Repeat exactly, and only, the lines below starting at the line that contains "pixel 463 324" and ending at the line that contains "pixel 210 273", inclusive of both.

┌──

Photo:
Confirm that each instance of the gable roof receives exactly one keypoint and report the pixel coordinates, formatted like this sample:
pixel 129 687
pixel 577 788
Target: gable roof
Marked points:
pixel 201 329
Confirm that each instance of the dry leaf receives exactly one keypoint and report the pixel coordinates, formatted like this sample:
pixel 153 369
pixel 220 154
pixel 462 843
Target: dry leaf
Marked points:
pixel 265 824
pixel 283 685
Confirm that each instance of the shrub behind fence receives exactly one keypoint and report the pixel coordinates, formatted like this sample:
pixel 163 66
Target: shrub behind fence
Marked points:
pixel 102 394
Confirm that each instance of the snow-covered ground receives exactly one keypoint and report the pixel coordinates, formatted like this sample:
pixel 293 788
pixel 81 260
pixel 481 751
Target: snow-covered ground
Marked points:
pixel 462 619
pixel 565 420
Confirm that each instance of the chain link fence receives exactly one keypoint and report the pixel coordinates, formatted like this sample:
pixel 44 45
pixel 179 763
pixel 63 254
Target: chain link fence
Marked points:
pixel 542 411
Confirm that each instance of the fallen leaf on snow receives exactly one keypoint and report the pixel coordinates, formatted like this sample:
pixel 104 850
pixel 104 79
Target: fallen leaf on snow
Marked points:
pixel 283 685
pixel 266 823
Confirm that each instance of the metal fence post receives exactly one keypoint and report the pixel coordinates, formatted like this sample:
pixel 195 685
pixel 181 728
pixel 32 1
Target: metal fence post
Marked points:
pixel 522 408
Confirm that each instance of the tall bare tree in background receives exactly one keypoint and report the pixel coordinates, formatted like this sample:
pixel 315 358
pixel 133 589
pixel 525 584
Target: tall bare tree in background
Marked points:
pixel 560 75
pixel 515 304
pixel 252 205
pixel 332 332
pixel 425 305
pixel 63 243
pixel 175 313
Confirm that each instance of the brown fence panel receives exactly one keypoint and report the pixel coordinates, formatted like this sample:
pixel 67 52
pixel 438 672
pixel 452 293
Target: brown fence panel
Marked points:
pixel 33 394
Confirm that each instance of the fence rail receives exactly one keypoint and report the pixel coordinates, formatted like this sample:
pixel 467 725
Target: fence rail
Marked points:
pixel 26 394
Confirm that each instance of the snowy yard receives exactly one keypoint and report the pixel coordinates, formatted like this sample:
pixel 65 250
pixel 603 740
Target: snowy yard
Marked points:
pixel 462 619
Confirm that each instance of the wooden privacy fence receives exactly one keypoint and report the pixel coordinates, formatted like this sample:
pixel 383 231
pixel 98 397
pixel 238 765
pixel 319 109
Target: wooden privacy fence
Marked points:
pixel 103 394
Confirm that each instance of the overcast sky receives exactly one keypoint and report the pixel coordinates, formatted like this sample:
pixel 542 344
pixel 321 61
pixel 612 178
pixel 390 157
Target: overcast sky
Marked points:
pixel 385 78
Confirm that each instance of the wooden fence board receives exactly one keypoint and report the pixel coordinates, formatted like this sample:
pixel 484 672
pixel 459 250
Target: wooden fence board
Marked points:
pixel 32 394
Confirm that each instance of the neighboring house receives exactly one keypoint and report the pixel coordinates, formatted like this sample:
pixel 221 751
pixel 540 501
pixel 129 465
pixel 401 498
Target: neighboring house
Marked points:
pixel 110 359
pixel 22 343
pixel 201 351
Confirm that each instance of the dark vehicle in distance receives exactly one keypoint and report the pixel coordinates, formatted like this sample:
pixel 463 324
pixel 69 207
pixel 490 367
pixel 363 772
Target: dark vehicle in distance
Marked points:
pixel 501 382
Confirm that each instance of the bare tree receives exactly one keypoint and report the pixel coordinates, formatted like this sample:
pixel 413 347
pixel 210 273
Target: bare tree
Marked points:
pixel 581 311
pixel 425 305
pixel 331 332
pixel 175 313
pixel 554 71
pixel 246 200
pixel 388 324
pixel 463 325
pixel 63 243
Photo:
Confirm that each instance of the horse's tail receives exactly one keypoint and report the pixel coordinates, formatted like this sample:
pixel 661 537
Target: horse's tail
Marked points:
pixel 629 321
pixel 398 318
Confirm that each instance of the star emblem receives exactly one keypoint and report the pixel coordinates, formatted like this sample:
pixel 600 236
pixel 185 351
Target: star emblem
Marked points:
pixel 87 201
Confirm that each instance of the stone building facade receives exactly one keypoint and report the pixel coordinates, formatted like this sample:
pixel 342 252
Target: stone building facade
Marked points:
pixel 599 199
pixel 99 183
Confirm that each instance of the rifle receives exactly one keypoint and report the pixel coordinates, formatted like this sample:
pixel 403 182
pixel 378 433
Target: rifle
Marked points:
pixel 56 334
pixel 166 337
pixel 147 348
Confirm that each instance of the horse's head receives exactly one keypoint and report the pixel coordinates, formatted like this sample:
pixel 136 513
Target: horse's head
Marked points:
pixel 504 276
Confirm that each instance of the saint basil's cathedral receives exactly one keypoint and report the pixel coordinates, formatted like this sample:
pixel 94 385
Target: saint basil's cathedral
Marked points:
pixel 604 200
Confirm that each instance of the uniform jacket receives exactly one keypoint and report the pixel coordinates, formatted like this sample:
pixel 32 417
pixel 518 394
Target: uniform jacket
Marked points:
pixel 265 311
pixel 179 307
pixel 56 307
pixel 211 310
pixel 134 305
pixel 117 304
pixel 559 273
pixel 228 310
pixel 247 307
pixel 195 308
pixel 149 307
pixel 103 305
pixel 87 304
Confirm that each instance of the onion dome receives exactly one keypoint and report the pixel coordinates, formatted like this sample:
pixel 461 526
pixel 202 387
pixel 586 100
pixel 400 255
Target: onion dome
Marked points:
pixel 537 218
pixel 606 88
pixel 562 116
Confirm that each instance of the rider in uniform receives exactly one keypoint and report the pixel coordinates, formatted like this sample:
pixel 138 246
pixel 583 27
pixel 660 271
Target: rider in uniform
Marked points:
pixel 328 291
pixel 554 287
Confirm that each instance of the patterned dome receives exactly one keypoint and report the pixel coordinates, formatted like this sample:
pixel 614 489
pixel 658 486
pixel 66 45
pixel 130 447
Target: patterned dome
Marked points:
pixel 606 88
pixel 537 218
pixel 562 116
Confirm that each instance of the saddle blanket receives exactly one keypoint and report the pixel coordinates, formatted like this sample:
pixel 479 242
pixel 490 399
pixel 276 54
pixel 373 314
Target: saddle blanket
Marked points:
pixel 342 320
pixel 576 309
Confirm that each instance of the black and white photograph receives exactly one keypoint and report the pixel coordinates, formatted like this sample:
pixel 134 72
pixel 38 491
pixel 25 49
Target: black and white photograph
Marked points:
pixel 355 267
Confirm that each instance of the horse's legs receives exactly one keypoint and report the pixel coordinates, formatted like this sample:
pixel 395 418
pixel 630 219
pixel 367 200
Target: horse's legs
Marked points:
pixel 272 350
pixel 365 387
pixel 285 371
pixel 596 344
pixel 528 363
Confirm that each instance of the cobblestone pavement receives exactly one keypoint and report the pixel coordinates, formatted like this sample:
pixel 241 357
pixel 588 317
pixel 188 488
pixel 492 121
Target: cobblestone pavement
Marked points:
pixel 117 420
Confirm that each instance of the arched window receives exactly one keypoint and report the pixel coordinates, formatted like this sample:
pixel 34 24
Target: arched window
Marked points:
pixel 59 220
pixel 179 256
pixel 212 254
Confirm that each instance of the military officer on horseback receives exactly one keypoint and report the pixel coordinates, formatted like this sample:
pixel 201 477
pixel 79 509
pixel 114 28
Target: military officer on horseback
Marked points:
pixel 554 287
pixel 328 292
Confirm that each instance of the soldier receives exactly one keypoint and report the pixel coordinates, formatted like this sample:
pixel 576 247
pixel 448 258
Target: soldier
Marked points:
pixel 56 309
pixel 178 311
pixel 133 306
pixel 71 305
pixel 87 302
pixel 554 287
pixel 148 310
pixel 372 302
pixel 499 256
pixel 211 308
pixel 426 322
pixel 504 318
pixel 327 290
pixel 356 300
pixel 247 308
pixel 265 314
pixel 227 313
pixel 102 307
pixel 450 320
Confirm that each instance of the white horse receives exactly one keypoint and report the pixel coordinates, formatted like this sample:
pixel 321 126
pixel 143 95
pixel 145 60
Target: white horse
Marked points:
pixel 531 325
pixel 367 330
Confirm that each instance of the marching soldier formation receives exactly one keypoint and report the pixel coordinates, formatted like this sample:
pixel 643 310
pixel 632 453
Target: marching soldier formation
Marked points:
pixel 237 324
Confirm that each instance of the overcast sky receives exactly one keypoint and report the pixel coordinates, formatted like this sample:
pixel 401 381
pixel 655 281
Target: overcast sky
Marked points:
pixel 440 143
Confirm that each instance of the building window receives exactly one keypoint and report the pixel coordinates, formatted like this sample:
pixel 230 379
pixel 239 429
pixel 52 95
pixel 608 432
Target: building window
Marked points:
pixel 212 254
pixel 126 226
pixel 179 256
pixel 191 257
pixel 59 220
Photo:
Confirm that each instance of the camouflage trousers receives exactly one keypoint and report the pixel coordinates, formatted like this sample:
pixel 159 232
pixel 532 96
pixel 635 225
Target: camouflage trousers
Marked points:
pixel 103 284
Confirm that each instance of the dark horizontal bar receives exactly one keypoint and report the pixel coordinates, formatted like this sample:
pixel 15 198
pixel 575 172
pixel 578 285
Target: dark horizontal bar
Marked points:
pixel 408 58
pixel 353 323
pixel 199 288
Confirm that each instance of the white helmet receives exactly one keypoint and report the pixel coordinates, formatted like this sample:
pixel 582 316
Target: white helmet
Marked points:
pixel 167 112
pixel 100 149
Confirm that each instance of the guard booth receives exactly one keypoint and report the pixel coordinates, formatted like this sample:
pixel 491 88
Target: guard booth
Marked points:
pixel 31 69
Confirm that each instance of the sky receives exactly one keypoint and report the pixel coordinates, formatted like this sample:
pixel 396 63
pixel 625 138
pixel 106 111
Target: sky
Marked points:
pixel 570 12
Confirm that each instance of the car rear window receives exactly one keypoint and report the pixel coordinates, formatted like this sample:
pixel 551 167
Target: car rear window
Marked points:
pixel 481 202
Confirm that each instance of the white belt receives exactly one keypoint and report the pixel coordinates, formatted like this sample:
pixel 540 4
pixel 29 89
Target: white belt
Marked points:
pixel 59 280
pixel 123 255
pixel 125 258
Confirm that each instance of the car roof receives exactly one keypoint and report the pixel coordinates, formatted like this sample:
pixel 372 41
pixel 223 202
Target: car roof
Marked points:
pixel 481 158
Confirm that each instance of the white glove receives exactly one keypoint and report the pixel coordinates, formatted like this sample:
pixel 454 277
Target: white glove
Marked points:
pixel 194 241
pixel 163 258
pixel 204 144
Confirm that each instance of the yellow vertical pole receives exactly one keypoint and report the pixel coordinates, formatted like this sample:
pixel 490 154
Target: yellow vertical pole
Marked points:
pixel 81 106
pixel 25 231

└──

**Task answer:**
pixel 463 324
pixel 69 207
pixel 490 367
pixel 363 772
Target: dark vehicle in distance
Marked points:
pixel 501 382
Confirm that each instance of the bare tree receives exactly one keypoint and report the pixel coordinates, formatted like this sample:
pixel 413 347
pixel 210 273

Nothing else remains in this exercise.